/---

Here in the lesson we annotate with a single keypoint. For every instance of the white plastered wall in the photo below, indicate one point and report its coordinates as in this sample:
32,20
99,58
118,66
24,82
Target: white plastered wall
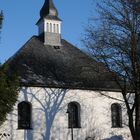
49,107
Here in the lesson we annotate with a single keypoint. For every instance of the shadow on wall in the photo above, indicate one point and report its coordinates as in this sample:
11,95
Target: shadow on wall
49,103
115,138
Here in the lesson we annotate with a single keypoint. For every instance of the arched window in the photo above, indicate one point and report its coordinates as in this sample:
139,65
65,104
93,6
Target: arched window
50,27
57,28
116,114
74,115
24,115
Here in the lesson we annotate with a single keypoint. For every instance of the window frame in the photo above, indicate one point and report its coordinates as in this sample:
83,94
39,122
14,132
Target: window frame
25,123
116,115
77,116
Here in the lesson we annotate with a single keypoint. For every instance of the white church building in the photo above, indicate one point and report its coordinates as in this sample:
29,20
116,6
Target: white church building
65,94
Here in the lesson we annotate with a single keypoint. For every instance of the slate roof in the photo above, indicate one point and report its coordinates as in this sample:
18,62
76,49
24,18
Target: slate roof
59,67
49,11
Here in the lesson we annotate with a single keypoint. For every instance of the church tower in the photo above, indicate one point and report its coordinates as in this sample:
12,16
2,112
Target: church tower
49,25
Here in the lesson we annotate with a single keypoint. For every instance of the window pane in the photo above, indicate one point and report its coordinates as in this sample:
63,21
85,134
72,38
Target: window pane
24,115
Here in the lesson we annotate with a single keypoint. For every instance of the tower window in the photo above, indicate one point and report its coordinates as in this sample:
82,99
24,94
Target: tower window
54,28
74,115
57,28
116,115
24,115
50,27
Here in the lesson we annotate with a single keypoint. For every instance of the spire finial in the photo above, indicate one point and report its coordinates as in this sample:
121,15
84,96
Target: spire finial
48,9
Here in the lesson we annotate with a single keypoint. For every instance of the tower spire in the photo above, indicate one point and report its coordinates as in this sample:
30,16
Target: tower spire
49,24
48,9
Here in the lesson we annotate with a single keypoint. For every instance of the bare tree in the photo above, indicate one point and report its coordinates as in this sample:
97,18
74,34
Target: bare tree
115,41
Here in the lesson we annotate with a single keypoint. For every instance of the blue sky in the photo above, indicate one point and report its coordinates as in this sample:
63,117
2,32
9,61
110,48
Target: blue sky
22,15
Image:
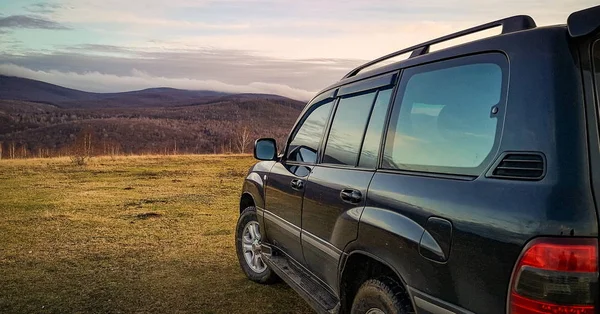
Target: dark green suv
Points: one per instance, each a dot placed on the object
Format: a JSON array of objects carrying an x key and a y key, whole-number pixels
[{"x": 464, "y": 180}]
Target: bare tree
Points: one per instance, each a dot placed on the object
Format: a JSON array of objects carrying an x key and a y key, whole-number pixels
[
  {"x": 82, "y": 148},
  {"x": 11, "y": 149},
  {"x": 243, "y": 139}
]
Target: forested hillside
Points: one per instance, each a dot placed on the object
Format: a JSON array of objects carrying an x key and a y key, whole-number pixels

\---

> _Task objective_: Please copy each line of the material that contains the word "above".

> _Exercise solution_:
Here in the lesson we annotate with a single keypoint. For every instance of the shadow on wall in the photo above, indicate one point and report its coordinates as in this sample:
Here in the lesson we annotate with a single keypoint. For every instance of the arched window in the photo above, indicate one point and report its coordinates as in this sample:
Here in the lesson we annotate with a single keypoint. For every instance of the window frame in the photo above, indicate one point and report its coordinates as in this sample:
Here in the lesson we annotate with a single keypoint. For every instance of the white church building in the photo above, indicate one point and report its coordinates as in this sample:
Here in the lesson we annotate with a single keypoint. For every instance of the slate roof in the photo above, indicate one point and report its coordinates as in this sample:
Here in the lesson we annotate with a single keypoint. For every instance of the church tower in the photo above, indicate one point and report its coordinates as in this sample:
Here in the lesson we annotate with a single keypoint. For every instance of the window pane in the photo above, indicate one point and report its coordinates as in this sample:
Here in the lesson we annotate with a single keypoint. For every instance of the tower window in the photo above, indicate one point and report its coordinates as in this sample:
Here in the lesson we annotate with a single keypoint. For every instance of the spire finial in the photo above, indicate one point and report its coordinates as in this sample:
Here in the lesson we annotate with a single keypoint. For every instance of the tower spire in the photo above, indicate one point and report its coordinates as in this sample:
Here in the lesson we annotate with a single keypoint. For every instance of the bare tree in the photo above, indicate one point and report its coordinates as in this sample:
Here in the lesson we annotate with a single keypoint. For every instance of the blue sky in the photo above, indicate one point and report its coordinates as in this sample:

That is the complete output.